Requirements:
Output the material below unchanged, apart from leaving out the pictures.

** Begin The data **

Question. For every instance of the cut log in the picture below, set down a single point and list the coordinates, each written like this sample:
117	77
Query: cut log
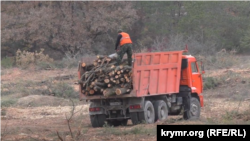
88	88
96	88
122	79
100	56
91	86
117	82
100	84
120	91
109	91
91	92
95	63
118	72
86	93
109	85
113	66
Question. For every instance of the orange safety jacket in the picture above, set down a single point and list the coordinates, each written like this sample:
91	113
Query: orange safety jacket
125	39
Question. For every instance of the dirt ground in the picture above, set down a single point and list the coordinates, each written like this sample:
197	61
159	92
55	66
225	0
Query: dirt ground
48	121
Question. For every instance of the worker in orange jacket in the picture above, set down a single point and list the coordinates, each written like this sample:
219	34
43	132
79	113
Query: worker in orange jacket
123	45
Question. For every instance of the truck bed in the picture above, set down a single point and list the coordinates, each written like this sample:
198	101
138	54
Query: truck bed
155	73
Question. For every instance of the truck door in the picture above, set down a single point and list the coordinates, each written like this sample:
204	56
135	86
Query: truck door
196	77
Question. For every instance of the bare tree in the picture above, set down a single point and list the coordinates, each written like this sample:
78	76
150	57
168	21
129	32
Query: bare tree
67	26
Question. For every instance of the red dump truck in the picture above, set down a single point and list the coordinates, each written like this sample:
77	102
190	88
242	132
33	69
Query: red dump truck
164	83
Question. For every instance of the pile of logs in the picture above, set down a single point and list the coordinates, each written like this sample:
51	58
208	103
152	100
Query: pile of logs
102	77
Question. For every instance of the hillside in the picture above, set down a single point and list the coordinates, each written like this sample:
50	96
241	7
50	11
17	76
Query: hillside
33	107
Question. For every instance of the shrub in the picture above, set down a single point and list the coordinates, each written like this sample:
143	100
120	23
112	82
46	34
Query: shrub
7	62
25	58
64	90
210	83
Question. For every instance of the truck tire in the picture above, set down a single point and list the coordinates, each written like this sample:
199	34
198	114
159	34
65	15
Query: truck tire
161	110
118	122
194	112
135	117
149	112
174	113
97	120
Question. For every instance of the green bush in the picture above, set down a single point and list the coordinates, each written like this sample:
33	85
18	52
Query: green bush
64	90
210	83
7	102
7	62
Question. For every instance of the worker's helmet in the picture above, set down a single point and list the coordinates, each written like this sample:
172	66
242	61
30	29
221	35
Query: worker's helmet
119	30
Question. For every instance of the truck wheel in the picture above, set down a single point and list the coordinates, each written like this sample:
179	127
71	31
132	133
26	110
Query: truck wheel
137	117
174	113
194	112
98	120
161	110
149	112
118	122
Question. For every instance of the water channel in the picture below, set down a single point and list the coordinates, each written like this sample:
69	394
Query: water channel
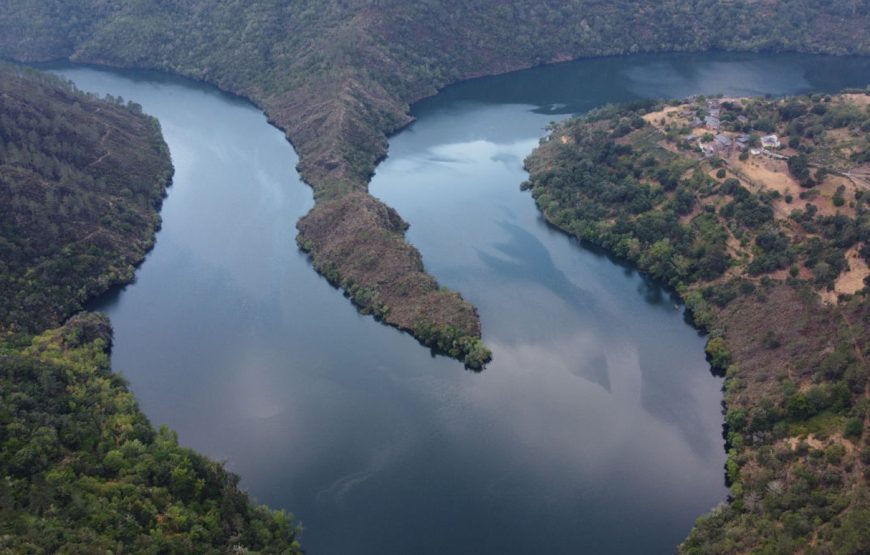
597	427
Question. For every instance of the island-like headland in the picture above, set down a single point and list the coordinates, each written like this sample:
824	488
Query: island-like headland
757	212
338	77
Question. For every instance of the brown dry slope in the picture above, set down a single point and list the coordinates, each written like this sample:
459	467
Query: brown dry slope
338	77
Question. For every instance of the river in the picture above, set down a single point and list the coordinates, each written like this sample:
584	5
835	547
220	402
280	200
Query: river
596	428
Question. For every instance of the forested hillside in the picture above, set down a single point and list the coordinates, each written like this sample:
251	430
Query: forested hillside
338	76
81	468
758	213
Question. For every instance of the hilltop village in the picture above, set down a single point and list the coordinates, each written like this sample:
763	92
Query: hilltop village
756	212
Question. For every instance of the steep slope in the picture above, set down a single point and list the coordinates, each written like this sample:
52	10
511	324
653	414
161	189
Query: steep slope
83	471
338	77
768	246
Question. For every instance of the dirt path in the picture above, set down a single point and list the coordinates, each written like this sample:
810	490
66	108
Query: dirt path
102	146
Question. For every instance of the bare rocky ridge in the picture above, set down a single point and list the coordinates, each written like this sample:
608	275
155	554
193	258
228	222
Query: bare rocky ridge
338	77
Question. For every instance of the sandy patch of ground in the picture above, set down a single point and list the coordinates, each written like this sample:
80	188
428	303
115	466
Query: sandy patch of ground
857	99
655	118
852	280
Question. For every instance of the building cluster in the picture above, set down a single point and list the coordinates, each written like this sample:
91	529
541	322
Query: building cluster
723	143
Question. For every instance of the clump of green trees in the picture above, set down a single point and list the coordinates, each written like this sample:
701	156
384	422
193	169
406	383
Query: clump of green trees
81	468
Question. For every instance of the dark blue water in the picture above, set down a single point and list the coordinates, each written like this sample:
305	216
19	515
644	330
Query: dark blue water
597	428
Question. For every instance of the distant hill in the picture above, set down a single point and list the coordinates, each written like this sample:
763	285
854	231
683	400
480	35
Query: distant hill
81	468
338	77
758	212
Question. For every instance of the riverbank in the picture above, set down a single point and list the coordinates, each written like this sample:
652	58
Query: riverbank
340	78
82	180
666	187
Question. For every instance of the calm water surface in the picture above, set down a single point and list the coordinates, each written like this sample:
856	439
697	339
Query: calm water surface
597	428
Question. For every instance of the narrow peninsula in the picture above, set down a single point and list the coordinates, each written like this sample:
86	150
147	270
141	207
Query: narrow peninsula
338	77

** End The data **

Exercise result:
Question. For every instance of the cut log in the picture below, set down a single point and list the coordinates, each written like this sample:
117	77
Query: cut log
88	88
96	88
122	79
100	56
91	86
117	82
100	84
120	91
109	91
91	92
95	63
118	72
86	93
109	85
113	66
Question. For every instance of the orange safety jacket in the picture above, set down a single point and list the coordinates, each written like this sample:
91	113
Query: orange safety jacket
125	39
Question. For every instance of the dirt ground in the picture above, set down a single point and list the coordinates, each written like this sample:
197	61
159	92
55	66
225	0
Query: dirt ground
48	121
Question. For every instance of the worker in orange jacket in the picture above, set down a single point and list the coordinates, each written like this sample:
219	34
43	132
79	113
Query: worker in orange jacket
123	45
Question. For every instance of the truck bed in the picture above, set down a single point and list the coordinates, each written like this sample:
198	101
138	54
Query: truck bed
155	73
Question. For every instance of the truck door in the picture above, set down a single point and list the coordinates, each written like this sample:
204	56
135	86
Query: truck door
196	77
Question. For every instance of the bare tree in the picture above, set down a single point and list the coordinates, each written like this sample:
78	76
150	57
168	21
129	32
Query: bare tree
67	26
Question. For every instance of the red dump truck in the picture above, set down a single point and list the coordinates, each written like this sample:
77	102
190	88
242	132
33	69
Query: red dump truck
164	83
Question. For every instance of the pile of logs in the picture above, set down a single point and list the coordinates, each written like this sample:
51	58
208	103
152	100
Query: pile of logs
102	77
Question. For every instance of the hillside in the picture above, set down a single point and list the coordinates, each written like this sample:
50	96
241	7
50	11
17	76
Query: hillside
33	107
Question. For every instance of the shrub in the picture above, set down a single point and list the coordinates, each written like this sample:
143	100
120	23
112	82
46	34
Query: shrub
7	62
25	58
64	90
210	83
Question. For every instance of the truck tire in the picture above, set down a single point and list the coordinates, each written like this sample:
199	34
198	114
159	34
65	15
Query: truck tire
161	110
118	122
194	112
135	117
149	112
174	113
97	120
Question. For every instance of the green bush in the picture above, set down a single point and list the coordinates, each written like this sample:
33	85
18	52
Query: green bush
64	90
210	83
7	102
7	62
Question. For every instance of the worker's helmet in the picture above, set down a single point and list the coordinates, each written like this sample:
172	66
242	61
30	29
221	35
Query: worker's helmet
119	30
Question. For every instance of the truck wheel in the picture above, set down a single point and list the coordinates, each written like this sample:
179	127
71	31
132	133
26	110
Query: truck wheel
137	117
174	113
194	112
98	120
161	110
149	112
118	122
Question. For every instance of the water channel in the picture below, set down a single point and list the coordinates, each written like this sample:
69	394
Query: water channel
597	427
Question. For every instance of the island-like headland in the picture above, set down a single point and list the coordinates, each written like this sample:
824	488
Query: island-like headland
757	212
338	77
Question. For every instance of the brown dry slope in the picture above, set down a single point and list the coordinates, each written like this sample:
459	467
Query: brown dry slope
338	77
Question. For every instance of the river in the picture above, set down a single point and list the coordinates, each written like this sample:
584	5
835	547
220	402
280	200
Query: river
596	428
Question. For every instance of the forested hillside in the picture above, set down a single point and list the coordinates, each written like this sample:
251	430
Query: forested hillside
338	76
81	468
758	213
Question. For every instance of the hilltop village in the picture above, set down a single point and list the coordinates, each written like this sample:
763	92
Query: hilltop village
756	212
Question. For every instance of the steep slope in the picture above, set down a single point and list the coordinates, each written like this sample:
52	10
511	324
653	414
161	189
Query: steep slope
83	471
338	77
768	246
Question. For every instance of the dirt path in the picture above, set down a single point and list the coordinates, each written like this sample:
810	490
66	108
Query: dirt path
102	146
Question. For every instance of the bare rocky ridge in the picture above, set down a single point and list the coordinates, each written like this sample:
608	275
155	554
193	258
228	222
Query: bare rocky ridge
338	77
Question. For every instance of the sandy patch of ground in the picture above, set down a single point and list the coordinates, each written like this sample:
80	188
428	303
115	466
Query: sandy patch of ground
857	99
655	118
852	280
Question. For every instance of the building cluster in the picture above, set down a single point and list the coordinates, each written like this sample:
91	529
541	322
Query: building cluster
723	143
Question. For every instance of the clump of green trees in the picture above, set down a single point and list the coordinates, each written like this sample:
701	156
384	422
193	169
406	383
Query: clump of green trees
81	468
Question. For every instance of the dark blue water in the picture above, set down a single point and list the coordinates, each written like this sample:
305	216
19	515
644	330
Query: dark blue water
597	428
Question. For every instance of the distant hill in the picture above, set down a single point and list the coordinates, each written like this sample:
763	285
854	231
683	400
480	35
Query: distant hill
81	468
338	77
758	212
Question. For every instance of the riverbank in the picture above, set down a single point and list the coordinates, each written like this sample:
652	58
Query: riverbank
340	78
82	180
666	187
Question. For every instance of the calm water surface in the picture above, set down a single point and list the coordinates, each written like this sample:
856	439
697	339
Query: calm water surface
597	428
Question. For every instance of the narrow peninsula in the picture above, set down a single point and list the coordinates, each written like this sample:
86	150
147	270
141	207
Query: narrow peninsula
338	77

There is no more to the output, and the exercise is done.